→ ФРАГМЕНТ ТЕКСТА

<<<<

Для советской правовой науки подобная постановка вопроса была совершенно неприемлема в силу господствовавших представлений о роли государства в механизме правового регулирования. Право на иск было особым свойством, элементом, правомочием, входящим в состав субъективного права, его сущностью или даже самим правом – в его особом состоянии
.
Впервые в советском праве данная теория была сформулирована М. А. Гурвичем. Он писал: «… отношения, лишенные исковой силы, не являются правоотношениями; право, не способное перейти в состояние права на иск, не есть право»
.
При этом, хотя им самим и отрицалась существующая преемственность, по сути, он присоединился к точке зрения Унгера. Последний считал, что право на иск представляет собой само субъективное право, пришедшее в состояние «боевой готовности»
.
Признание права на иск конститутивным признаком обязательства неизбежно приводило авторов к выводу, что с истечением срока давности и прекращением права на иск прекращается и само обязательство. Из этого неизбежно следовало, что так называемые натуральные обязательства гражданско-правовыми обязательствами не являются.
Проблема заключалась в том, что, согласно советскому законодательству (ст. 47 ГК РСФСР 1922 г., а затем ст. 89 ГК РСФСР 1964 г.), исполненное за пределами сроков давности не подлежало возврату. Существовавшая при этом необходимость обоснования нормы закона (опирающейся на соответствующее положение ст. 117 проекта Гражданского уложения, создатели которого исходили из различия между правом на иск и субъективным правом)
послужила причиной возникновения концепций достаточного основания
, «ослабленной» санкции в обязательстве
, права на получение исполнения вследствие совершения бывшим должником не запрещенного законом действия
, погашения срока давности добровольным исполнением
и др.
, которые, при всей оригинальности, были весьма уязвимы в силу лежащего в их основе противоречия между методологическими и нормативными установками.
В. П. Грибанов справедливо отмечал, что сторонники точки зрения, согласно которой с истечением срока давности прекращается и само субъективное право, основываясь на той посылке, что санкция представляет собой неотъемлемый элемент субъективного права, испытывают трудности при объяснении тех оснований, по которым субъективное право вновь возникает у бывшего управомоченного лица при исполнении обязательства после истечения срока исковой давности
.

>>>>

→ ИСХОДНЫЕ ЗАПИСИ
<<<<

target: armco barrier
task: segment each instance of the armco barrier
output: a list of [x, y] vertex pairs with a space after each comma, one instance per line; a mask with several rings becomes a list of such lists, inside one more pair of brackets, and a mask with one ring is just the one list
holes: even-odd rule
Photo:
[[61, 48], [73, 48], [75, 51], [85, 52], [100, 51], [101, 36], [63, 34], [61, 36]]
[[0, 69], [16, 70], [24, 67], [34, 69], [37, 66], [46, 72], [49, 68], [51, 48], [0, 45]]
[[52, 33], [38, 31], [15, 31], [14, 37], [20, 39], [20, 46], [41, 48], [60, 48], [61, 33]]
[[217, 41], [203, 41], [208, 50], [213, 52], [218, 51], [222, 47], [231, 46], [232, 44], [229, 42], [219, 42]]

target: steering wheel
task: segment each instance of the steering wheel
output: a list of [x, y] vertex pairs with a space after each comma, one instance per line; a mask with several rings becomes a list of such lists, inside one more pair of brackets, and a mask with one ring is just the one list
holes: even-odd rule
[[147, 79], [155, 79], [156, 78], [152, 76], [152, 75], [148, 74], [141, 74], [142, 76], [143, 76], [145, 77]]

>>>>

→ ЗАДАНИЕ A
Отредактируйте часть текста о праве на иск, начиная с «послужила причиной возникновения» и заканчивая «и нормативными установками.», заменив «концепций» на «теорий».
→ ЗАДАНИЕ B
Продолжите текст о праве на иск с того места, где он обрывается.
Записи здесь никакой роли не играют.

→ РЕЗУЛЬТАТ A
послужила причиной возникновения теорий достаточного основания
, «ослабленной» санкции в обязательстве
, права на получение исполнения вследствие совершения бывшим должником не запрещенного законом действия
, погашения срока давности добровольным исполнением
и др.
, которые, при всей оригинальности, были весьма уязвимы в силу лежащего в их основе противоречия между методологическими и нормативными установками.

→ РЕЗУЛЬТАТ B
В этой связи куда более предпочтительной с методологической точки зрения представляется позиция Б. Б. Черепахина. Он указывал, что представление о значении принуждения для существования субъективных гражданских прав является «несколько упрощенным и чрезмерно обобщенным», поскольку отказывает в признании существования нескольких исключений из общего правила о принудительности гражданских прав
. Что показательно, это простое и логичное объяснение приводилось еще Ф. К. Савиньи
.
§ 4. Натуральные обязательства и теория охранительных отношений
В современной литературе идея о том, что субъективное право может существовать и при отсутствии возможности его защиты, получила новое развитие и весьма убедительное обоснование под влиянием теории охранительных правоотношений. Согласно этой теории, в соответствии с делением гражданско-правовых норм в зависимости от их функционального назначения на нормы регулятивного и охранительного воздействия, правоотношения подразделяются на формы обычной деятельности (регулятивные правоотношения) и формы разрешения конфликтов (охранительные правоотношения). Первые представляют собой юридическую форму нормальных, обычных социальных коммуникаций, тогда как охранительные правоотношения возникают в ситуации противоречия, конфликта, вызванного нарушением субъективных прав или законных интересов одного лица другим, являются правовой формой аномальный отношений
.
Не рассматривая в деталях концепцию охранительных обязательств, следует признать обоснованными ее положения, касающиеся самостоятельности этих правоотношений, которая обусловлена особенностями их возникновения (в основании охранительных отношений лежит особый юридический факт – неправомерные действия), содержания, способов реализации, а также целевой (функциональной) направленности.
Реализация охранительного правоотношения направлена на восстановление положения, которое существовало до момента нарушения, его цель заключается в защите нарушенного субъективного гражданского права. Своеобразие содержания охранительных обязательств состоит в том, что в случае нарушения регулятивного субъективного права возникают права и обязанности, не тождественные тем, которые существовали до момента правонарушения, а именно: право на защиту и корреспондирующая ему обязанность по восстановлению нарушенного права.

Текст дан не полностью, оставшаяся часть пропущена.